_RECORDS PROVIDED_
════════

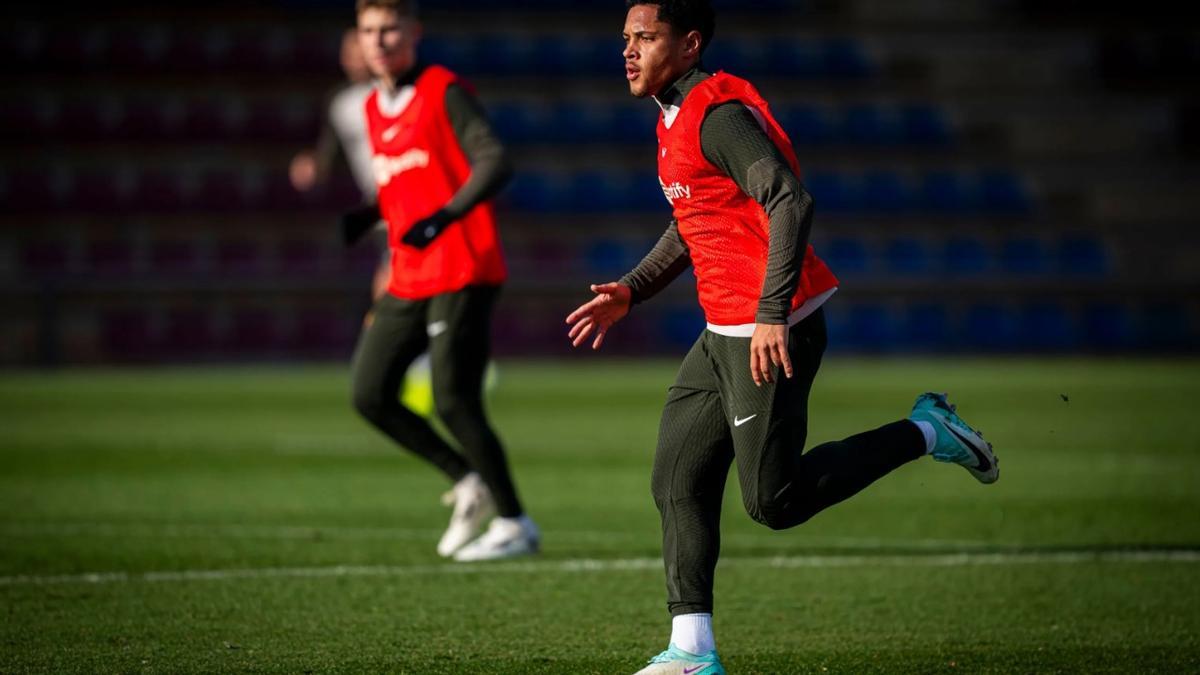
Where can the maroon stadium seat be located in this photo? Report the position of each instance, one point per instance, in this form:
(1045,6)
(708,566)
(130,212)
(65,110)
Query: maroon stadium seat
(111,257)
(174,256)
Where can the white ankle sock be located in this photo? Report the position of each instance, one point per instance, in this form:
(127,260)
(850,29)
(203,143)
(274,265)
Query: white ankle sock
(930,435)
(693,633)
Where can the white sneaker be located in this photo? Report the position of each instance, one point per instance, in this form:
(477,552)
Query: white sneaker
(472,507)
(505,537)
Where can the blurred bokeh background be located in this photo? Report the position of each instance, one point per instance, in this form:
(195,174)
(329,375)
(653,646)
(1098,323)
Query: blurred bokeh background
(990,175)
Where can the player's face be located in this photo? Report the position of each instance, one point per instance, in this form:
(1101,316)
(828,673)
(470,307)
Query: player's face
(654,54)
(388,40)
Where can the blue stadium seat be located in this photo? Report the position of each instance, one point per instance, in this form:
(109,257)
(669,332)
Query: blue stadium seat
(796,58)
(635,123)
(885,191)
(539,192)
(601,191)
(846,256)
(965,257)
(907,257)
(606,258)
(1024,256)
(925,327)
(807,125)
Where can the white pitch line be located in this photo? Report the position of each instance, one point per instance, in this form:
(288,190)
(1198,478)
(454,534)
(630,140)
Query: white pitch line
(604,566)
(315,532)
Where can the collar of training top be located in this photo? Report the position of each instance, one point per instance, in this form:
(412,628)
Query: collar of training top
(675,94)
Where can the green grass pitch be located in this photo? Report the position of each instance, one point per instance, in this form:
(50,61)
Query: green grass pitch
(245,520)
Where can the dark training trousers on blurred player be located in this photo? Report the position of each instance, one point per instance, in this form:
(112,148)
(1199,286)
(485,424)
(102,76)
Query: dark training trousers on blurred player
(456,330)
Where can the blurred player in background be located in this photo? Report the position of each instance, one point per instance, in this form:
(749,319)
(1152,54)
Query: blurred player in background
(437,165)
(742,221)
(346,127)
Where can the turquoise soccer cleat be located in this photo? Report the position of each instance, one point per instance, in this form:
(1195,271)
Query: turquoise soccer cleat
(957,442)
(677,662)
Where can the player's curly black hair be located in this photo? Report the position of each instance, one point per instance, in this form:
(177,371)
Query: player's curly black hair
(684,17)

════════

_WHAT YOU NEED TO DO_
The data needs to be reproduced exactly, please, apart from its pictures.

_EXPECTED OUTPUT_
Where can the maroon stadium seat be located in this photo? Report the position of each instance, one point per instance, in this form:
(1045,6)
(708,566)
(130,212)
(65,110)
Query: maroon stadium seat
(111,257)
(174,256)
Where can the white ankle sock be located in this photo? Report the position of each instance, one point per instance, in this form:
(127,260)
(850,29)
(203,143)
(274,265)
Query: white ankle sock
(930,435)
(693,633)
Where can the white sneaker be located in this photo? Report the position of each instance, one point per instance, in this form:
(477,552)
Query: white sneaker
(472,507)
(505,537)
Where can the blurred bokeh background be located in this photo? Report the position of each instance, one point per instance, in this form:
(195,174)
(329,375)
(653,646)
(1098,323)
Query: blurred bokeh background
(990,175)
Where can the player's face be located in this photo? Report the position of each instance, one point per instance, in this form:
(1101,316)
(828,673)
(470,307)
Query: player's face
(654,54)
(388,40)
Where can the blue stadium seat be located in this photo? Report the position of each instance, one point per instance, in this form:
(109,257)
(669,332)
Query: blue stadium seat
(796,58)
(635,123)
(885,191)
(539,192)
(601,191)
(846,256)
(965,257)
(907,257)
(606,258)
(1024,256)
(925,327)
(807,125)
Where can the white pitch line be located in this photo? Report the position of each instance, one point per instance, in this form:
(288,190)
(1198,478)
(454,534)
(630,140)
Query: white pitch line
(604,566)
(315,532)
Where can the collar of training top be located in this photo? Report the position of each instance, one point per instance, in this form:
(412,628)
Query: collar of training top
(675,94)
Where can the green grass pitch be located in this photo? Report the position of each instance, one point per instance, in this form:
(50,61)
Query: green grass pitch
(245,520)
Where can the dark training trousers on blurred player be located in this photo? Report the position of each instance, one point per instance, in this form:
(112,148)
(1199,286)
(485,424)
(102,76)
Query: dark training trousers on blurred player
(456,330)
Where can the blurred player in background be located in this photo? Report the position of each instance, one point per instance, in this form:
(749,319)
(1152,54)
Query: blurred player in background
(437,165)
(742,221)
(346,127)
Where can the turquoise soccer cleat be located in this photo? Report the position of each instance, one point per instance, in this form:
(1195,271)
Query: turquoise soccer cleat
(957,442)
(677,662)
Where can the player's curly black hair be located in this photo? Report the position of each instance, one point per instance, in this form:
(177,371)
Query: player's curly black hair
(684,17)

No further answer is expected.